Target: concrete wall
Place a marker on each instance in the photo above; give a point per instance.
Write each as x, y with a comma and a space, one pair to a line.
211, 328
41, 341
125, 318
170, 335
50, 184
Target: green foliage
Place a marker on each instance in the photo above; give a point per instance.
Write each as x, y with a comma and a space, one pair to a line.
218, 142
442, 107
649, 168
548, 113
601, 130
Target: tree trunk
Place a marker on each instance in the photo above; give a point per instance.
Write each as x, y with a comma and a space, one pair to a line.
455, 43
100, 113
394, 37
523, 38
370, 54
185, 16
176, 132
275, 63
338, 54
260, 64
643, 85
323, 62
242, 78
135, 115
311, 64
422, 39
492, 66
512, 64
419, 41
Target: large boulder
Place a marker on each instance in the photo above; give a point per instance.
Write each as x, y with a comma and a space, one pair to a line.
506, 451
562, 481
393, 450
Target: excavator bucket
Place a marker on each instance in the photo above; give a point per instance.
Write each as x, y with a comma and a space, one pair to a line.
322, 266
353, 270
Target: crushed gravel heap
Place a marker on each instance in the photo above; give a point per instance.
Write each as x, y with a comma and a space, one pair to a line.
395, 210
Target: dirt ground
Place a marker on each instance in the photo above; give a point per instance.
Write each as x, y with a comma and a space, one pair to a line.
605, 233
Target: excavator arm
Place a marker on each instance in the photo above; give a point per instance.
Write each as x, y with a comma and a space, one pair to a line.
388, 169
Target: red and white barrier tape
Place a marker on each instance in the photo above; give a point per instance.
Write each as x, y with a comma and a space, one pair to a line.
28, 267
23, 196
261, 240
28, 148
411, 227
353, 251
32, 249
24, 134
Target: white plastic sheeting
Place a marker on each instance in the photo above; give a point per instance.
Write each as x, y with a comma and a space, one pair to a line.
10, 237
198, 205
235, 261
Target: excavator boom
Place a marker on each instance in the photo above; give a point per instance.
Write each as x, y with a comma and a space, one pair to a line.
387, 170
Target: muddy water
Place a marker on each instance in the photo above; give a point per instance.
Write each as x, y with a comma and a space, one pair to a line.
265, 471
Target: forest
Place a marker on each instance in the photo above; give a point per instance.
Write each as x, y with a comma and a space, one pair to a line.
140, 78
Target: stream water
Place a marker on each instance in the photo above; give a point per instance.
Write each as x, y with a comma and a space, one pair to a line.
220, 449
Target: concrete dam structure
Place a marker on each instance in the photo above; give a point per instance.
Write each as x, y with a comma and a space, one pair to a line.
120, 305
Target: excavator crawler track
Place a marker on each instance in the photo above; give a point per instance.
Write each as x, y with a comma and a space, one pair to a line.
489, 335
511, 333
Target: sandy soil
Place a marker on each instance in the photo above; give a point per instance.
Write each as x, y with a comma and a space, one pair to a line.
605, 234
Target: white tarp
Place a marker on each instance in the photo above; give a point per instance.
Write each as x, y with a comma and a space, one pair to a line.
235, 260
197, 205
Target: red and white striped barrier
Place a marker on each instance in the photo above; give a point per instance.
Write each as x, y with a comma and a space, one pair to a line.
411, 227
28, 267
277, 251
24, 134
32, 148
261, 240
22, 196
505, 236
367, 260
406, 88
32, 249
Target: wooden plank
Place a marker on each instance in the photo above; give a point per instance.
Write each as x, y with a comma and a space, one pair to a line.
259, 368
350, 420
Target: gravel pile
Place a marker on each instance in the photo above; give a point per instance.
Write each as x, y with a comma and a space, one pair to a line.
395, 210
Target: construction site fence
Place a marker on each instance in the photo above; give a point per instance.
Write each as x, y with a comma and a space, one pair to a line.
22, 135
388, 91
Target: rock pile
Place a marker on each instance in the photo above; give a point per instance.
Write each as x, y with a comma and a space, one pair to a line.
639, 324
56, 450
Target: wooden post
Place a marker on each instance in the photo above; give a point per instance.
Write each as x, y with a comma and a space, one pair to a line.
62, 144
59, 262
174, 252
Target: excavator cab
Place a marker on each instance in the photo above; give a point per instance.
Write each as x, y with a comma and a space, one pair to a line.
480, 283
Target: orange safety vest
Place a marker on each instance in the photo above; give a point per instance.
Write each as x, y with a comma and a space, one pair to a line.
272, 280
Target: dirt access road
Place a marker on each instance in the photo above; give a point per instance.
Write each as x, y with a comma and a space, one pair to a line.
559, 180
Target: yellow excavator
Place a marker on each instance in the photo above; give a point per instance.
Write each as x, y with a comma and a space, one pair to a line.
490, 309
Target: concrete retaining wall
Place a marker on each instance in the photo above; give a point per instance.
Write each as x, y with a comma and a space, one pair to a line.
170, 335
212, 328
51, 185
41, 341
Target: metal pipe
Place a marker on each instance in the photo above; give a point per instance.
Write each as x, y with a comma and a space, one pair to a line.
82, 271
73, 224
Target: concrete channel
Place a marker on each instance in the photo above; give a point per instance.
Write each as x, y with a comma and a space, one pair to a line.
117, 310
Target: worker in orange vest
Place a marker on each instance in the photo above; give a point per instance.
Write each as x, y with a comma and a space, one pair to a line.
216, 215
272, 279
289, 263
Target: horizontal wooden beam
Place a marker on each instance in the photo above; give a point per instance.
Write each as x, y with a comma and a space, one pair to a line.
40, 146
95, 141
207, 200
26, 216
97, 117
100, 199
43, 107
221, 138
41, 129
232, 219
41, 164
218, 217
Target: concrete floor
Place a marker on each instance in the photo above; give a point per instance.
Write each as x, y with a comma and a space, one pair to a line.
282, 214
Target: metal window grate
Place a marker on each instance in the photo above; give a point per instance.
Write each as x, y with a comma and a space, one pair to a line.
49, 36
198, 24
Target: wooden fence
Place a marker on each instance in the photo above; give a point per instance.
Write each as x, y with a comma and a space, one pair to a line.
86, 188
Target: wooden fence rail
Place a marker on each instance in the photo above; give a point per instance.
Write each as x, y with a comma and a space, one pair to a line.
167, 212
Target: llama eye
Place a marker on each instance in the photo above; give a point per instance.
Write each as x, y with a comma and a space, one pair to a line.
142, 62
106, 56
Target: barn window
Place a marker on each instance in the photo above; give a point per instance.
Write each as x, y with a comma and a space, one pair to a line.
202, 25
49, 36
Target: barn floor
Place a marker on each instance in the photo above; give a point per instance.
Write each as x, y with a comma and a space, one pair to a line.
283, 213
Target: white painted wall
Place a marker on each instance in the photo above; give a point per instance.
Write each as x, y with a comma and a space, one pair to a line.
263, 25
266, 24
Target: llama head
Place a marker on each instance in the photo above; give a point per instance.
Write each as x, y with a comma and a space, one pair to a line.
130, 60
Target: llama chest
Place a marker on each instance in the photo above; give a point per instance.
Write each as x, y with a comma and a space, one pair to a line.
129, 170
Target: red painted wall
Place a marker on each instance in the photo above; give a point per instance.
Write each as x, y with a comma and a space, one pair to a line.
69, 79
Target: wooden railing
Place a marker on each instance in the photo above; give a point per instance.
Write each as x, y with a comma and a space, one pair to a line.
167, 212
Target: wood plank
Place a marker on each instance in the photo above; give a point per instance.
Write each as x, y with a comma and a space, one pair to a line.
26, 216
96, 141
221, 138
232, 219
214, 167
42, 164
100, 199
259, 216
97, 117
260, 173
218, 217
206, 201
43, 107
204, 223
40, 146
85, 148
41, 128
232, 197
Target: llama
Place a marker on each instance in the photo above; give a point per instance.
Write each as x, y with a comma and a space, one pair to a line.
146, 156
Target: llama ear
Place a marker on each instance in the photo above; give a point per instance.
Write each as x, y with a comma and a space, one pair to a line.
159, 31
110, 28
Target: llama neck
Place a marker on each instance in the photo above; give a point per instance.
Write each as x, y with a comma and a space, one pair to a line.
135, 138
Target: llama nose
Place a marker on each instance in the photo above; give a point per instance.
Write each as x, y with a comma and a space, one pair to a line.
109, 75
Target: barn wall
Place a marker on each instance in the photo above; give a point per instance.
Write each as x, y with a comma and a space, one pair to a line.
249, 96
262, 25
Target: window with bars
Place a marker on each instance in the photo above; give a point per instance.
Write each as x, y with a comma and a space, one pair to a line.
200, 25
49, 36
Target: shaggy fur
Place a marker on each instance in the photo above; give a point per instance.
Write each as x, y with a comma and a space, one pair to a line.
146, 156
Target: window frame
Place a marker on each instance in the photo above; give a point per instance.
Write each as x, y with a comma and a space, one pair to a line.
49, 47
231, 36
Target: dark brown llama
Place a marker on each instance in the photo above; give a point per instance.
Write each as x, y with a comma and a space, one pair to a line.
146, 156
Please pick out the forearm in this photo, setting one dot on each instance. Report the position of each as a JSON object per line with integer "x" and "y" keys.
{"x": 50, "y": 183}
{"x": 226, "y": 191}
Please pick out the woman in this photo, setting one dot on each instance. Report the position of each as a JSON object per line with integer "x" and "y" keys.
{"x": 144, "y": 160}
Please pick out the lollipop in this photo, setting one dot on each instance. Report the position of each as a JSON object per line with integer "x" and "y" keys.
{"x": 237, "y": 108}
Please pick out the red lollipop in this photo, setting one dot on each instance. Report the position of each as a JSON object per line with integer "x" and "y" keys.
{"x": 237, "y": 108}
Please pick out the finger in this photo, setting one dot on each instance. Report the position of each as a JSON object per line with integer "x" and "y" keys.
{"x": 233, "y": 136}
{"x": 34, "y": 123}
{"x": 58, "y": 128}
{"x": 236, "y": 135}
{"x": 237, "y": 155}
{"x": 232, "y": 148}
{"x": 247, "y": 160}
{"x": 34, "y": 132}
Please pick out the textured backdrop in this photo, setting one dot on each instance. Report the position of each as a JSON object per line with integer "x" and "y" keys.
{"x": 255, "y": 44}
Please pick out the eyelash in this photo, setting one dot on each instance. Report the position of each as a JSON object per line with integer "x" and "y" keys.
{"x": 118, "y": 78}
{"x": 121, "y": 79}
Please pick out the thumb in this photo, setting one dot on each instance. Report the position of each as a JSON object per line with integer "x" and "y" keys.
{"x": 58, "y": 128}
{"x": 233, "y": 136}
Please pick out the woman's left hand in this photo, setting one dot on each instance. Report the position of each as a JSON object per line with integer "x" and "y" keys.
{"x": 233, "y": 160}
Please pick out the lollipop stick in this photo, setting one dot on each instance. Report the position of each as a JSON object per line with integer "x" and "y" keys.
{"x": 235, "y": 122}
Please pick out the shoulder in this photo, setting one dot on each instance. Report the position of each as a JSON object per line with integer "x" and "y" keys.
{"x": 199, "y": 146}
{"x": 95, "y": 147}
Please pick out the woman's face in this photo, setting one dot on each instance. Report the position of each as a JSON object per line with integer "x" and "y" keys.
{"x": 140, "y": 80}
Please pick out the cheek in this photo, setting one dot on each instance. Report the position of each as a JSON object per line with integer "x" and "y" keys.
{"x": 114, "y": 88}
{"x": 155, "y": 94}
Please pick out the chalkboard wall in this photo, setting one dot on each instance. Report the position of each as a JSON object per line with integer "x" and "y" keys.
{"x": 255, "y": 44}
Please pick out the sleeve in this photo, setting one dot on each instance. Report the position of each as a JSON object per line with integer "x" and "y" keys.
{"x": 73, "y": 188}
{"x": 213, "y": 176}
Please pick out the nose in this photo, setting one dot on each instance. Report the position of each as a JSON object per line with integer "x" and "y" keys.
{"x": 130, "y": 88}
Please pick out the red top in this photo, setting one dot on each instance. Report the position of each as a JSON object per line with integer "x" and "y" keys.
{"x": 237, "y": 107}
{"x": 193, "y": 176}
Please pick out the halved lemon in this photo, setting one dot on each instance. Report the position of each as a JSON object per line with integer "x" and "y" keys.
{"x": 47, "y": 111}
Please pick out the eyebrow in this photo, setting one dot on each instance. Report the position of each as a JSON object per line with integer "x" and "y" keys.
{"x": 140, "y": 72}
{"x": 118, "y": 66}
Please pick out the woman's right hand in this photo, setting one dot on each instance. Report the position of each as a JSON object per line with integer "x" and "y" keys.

* * * * * * *

Work order: If a line in the records above contains "barn", copy that line.

Answer for this exercise:
Target: barn window
Target: barn floor
Target: barn wall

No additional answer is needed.